§ Task data

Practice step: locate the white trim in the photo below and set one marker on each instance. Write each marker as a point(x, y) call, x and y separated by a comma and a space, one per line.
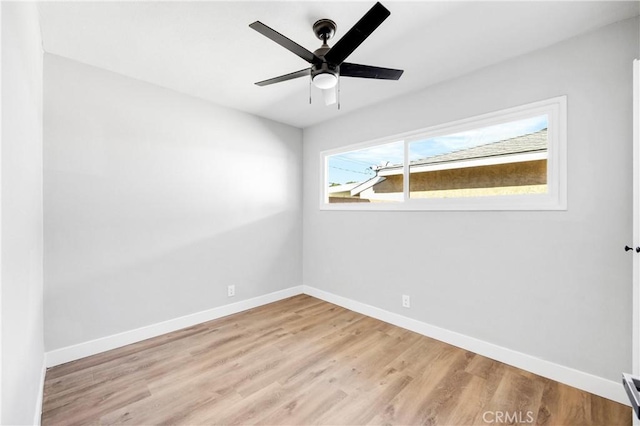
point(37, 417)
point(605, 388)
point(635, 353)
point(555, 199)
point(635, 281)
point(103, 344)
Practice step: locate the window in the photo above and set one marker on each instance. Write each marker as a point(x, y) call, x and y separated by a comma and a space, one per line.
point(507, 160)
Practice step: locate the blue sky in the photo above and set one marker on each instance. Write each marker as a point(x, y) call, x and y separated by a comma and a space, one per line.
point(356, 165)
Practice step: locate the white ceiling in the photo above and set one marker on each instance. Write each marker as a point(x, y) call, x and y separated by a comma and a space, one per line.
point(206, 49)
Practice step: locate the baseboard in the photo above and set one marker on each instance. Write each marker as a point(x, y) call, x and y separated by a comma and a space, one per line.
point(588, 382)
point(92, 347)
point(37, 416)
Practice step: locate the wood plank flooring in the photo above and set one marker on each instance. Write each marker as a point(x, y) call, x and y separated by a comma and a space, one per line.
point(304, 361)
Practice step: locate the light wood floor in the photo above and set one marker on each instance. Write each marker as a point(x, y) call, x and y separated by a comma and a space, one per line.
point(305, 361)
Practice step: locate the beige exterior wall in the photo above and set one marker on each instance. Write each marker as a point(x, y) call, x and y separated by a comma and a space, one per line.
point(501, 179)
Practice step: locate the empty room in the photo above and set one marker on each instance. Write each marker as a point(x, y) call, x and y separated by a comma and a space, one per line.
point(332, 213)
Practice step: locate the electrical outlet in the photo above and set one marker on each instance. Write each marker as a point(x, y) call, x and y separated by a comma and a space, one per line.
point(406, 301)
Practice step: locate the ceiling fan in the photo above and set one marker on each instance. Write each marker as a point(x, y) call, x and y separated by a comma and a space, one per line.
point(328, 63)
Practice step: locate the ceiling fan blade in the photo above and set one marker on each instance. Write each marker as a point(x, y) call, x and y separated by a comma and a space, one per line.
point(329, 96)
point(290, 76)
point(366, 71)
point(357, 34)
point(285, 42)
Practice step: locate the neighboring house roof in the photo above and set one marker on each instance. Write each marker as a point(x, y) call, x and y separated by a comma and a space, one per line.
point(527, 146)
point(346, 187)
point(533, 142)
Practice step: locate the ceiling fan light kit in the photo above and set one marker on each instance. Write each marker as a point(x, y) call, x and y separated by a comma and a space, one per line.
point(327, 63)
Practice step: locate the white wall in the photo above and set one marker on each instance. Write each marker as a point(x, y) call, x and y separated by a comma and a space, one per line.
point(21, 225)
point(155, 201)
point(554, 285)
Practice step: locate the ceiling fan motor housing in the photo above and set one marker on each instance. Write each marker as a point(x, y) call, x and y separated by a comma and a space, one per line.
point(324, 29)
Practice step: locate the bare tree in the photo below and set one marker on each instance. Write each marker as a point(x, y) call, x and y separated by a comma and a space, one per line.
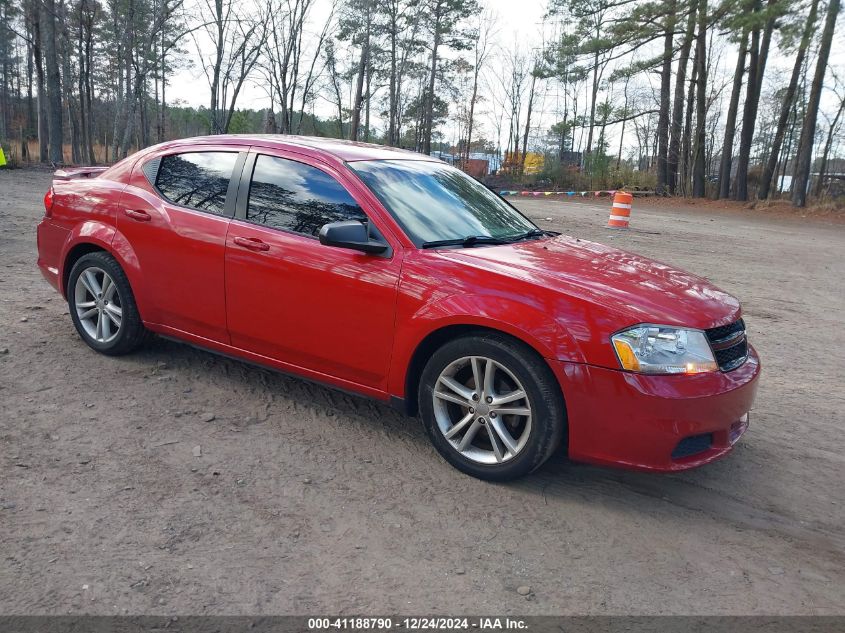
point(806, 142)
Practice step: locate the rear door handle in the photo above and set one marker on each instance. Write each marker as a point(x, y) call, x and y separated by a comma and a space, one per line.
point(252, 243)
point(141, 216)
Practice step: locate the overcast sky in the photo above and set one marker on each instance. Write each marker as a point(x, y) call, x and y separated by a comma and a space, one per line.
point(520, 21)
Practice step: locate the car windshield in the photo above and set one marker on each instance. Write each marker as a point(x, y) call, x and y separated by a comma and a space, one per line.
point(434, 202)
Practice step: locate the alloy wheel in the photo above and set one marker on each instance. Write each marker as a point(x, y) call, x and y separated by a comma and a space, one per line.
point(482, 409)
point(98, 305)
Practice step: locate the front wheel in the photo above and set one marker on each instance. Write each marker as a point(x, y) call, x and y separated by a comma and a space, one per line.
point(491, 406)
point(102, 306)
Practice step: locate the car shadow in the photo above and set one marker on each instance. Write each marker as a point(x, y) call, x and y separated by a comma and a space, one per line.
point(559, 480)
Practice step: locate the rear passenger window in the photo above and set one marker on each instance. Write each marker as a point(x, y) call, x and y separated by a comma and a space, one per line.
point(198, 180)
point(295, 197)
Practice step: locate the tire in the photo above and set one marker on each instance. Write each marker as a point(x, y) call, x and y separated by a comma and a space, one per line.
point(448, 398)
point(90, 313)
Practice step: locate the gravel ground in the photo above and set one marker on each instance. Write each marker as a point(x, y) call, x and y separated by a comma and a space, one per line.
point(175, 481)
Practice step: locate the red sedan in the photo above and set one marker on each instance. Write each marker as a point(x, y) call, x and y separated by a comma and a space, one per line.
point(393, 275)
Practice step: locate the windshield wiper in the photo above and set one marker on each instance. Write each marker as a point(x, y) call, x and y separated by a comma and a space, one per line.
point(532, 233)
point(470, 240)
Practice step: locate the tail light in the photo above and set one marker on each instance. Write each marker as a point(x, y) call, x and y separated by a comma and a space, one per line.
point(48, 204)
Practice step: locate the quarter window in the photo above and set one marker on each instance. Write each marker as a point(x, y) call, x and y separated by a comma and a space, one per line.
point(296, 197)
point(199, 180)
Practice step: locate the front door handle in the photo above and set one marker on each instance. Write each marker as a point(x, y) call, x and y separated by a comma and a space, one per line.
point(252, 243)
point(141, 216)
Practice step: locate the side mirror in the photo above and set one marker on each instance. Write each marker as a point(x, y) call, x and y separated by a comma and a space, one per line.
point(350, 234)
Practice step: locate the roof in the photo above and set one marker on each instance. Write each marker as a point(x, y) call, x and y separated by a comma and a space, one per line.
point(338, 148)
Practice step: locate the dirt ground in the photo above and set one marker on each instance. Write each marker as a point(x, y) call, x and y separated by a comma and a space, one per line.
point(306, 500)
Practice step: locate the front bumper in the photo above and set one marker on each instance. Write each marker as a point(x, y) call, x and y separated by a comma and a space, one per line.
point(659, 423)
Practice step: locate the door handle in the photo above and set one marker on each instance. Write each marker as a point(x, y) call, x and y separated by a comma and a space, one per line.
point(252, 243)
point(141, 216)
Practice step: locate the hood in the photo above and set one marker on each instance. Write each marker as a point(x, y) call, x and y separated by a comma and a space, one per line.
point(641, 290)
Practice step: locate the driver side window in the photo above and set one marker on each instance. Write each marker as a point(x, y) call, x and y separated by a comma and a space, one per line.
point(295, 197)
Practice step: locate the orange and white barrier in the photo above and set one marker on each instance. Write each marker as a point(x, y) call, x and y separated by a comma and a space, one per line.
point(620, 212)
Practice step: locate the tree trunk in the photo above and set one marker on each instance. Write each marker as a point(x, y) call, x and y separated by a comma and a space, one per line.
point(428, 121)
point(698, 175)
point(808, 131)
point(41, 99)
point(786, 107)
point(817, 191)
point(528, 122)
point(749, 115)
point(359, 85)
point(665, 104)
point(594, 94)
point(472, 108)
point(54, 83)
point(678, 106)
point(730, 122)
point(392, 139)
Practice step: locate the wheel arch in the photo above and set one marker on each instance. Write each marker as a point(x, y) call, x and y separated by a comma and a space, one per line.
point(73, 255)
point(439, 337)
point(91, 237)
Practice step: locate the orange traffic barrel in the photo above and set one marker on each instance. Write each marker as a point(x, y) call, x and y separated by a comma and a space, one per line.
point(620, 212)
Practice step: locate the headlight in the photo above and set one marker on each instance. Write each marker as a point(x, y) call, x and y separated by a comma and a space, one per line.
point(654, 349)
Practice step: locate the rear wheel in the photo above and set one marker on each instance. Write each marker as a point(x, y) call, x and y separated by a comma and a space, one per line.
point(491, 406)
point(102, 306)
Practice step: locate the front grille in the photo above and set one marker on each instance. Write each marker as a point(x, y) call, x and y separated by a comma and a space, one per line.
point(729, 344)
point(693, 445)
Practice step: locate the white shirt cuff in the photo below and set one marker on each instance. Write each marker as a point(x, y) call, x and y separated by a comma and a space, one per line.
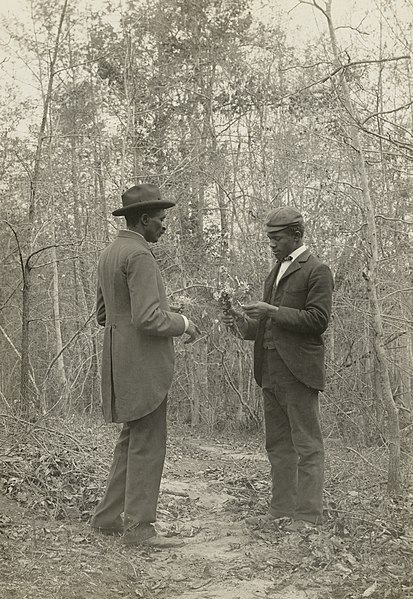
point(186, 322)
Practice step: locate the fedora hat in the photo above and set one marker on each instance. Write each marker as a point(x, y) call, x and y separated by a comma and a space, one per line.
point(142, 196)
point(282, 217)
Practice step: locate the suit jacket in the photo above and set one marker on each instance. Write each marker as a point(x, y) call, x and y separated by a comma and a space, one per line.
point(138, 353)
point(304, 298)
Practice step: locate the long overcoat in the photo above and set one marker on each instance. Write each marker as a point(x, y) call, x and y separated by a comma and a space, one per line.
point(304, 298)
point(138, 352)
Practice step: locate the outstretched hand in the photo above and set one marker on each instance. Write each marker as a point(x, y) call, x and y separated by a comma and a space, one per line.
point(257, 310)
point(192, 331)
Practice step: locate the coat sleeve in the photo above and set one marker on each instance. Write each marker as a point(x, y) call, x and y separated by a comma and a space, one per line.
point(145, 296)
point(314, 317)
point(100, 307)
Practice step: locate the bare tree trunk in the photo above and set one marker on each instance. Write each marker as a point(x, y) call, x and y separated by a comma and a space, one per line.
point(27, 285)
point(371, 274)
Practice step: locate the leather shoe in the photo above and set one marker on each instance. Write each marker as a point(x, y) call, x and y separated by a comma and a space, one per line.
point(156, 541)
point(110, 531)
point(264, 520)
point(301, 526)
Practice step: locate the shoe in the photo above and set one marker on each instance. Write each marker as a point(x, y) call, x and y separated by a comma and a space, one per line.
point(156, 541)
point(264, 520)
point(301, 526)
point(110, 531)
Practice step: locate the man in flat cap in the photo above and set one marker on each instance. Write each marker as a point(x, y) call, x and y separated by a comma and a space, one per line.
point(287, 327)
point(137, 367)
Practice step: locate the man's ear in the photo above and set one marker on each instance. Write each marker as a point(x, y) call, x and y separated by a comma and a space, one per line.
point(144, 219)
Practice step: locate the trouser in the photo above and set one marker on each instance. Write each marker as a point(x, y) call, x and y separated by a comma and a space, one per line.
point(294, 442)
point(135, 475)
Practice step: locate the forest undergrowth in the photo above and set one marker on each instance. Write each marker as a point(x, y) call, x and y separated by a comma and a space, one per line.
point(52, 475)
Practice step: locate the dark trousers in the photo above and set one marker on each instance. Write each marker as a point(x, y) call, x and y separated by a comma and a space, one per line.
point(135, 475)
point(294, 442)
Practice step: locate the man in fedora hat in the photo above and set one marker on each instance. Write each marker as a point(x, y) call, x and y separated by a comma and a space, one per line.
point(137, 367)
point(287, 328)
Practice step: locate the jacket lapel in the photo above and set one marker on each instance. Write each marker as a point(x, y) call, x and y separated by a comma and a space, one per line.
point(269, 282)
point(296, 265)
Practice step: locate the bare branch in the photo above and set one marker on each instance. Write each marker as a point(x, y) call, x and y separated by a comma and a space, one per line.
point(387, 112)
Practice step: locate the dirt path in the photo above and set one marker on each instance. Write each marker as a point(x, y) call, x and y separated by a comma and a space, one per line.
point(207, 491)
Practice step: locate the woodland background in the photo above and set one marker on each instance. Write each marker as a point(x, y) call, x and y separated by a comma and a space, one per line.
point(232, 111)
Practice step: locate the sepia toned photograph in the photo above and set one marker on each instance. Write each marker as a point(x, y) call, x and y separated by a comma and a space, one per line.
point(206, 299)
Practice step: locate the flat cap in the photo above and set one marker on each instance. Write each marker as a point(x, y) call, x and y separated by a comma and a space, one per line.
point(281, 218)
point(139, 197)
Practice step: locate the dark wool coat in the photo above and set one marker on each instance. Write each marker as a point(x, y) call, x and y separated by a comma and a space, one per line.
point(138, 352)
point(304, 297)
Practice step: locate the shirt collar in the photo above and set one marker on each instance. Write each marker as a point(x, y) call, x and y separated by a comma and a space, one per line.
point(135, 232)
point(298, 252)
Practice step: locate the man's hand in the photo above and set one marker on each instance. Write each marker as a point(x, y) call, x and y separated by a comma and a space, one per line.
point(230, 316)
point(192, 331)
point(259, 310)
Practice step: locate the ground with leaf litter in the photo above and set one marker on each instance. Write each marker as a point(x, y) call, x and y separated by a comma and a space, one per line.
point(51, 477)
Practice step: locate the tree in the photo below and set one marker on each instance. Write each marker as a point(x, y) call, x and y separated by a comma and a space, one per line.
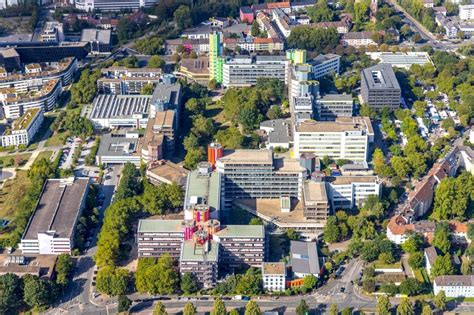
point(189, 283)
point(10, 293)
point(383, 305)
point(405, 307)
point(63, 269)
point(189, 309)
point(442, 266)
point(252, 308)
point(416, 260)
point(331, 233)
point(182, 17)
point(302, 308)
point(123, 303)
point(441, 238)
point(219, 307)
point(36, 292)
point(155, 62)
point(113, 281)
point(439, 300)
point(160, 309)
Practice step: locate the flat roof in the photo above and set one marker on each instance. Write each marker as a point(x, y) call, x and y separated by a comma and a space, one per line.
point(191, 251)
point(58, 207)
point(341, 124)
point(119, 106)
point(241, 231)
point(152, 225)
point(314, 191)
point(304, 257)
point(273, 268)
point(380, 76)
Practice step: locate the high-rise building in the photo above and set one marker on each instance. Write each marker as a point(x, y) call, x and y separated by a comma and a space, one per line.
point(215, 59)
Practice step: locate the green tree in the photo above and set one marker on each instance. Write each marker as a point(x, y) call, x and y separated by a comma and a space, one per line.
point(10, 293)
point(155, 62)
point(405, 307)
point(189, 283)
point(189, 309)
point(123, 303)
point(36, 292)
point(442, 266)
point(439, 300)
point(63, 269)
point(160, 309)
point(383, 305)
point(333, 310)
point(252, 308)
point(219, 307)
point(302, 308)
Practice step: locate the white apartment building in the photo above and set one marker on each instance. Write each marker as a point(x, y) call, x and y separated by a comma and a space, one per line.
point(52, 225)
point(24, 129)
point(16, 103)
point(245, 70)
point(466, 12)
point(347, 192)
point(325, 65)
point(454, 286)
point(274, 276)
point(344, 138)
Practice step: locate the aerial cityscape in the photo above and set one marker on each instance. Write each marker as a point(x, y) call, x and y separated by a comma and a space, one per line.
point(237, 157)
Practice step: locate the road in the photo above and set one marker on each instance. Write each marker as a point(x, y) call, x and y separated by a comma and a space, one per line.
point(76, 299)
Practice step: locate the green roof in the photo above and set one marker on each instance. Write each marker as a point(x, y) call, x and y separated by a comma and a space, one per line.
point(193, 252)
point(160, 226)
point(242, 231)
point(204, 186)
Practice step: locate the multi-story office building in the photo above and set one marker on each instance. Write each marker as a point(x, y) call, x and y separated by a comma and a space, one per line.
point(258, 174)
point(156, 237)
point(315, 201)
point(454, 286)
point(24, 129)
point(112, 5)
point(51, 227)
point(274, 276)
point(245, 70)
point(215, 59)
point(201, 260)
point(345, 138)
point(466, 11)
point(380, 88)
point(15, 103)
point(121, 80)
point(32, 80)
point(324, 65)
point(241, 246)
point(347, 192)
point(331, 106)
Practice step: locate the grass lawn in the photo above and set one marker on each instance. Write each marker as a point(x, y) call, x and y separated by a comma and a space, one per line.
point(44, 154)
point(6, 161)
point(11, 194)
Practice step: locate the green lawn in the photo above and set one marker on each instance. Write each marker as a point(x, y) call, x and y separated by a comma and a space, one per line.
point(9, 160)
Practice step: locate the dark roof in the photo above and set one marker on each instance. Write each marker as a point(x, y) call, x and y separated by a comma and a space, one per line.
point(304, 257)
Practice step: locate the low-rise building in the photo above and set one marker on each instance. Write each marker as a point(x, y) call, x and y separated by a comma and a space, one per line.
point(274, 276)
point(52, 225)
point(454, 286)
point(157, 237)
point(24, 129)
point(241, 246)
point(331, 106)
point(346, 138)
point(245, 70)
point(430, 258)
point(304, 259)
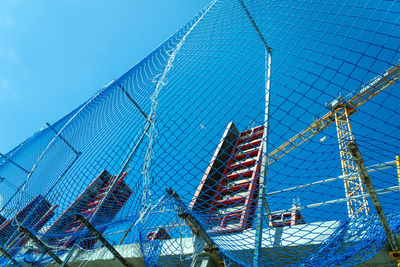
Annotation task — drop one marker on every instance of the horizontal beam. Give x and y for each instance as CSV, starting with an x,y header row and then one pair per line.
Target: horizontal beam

§ Description of the task
Everything from the line containing "Practice step: locate the multi-story" through the last line of the entries must be repeated verbatim, except pictures.

§ Exercise answer
Practice step: locate the multi-story office building in the photo above and set one marker on each instance. Write each marker as a point(x, y) call, x and y separated by a comma and a space, one per line.
point(258, 174)
point(156, 237)
point(315, 201)
point(454, 286)
point(24, 129)
point(112, 5)
point(51, 227)
point(274, 276)
point(245, 70)
point(215, 59)
point(201, 260)
point(345, 138)
point(466, 11)
point(380, 88)
point(15, 103)
point(121, 80)
point(32, 80)
point(324, 65)
point(241, 246)
point(347, 192)
point(331, 106)
Practice step: locate the grass lawn in the photo above and set one marker on each instance. Write each marker as a point(x, y) call, x and y separated by a comma and a space, one per line.
point(44, 154)
point(6, 161)
point(11, 194)
Practice step: locate the green lawn in the photo above and set one marker on each instance. Write each marker as a point(x, y) call, x and y separated by a comma and a space, one per line.
point(9, 160)
Practice step: locate the dark roof in the photo above and set one marker on each instance. Write each marker as a point(x, y) call, x and y separated by a comma and a space, one per line.
point(304, 257)
Practice step: locate the low-rise building in the photo above and set one marker on each instance. Write each marker as a point(x, y) call, x and y separated by a comma and a space, one per line.
point(274, 276)
point(52, 225)
point(454, 286)
point(157, 237)
point(24, 129)
point(241, 246)
point(331, 106)
point(346, 138)
point(245, 70)
point(430, 258)
point(304, 259)
Annotation task — drop one marker on every instance of the horizontal beam. Give x and y for each instance as CSV, starting with an x,y header row and then one pair per line.
Target: horizontal beam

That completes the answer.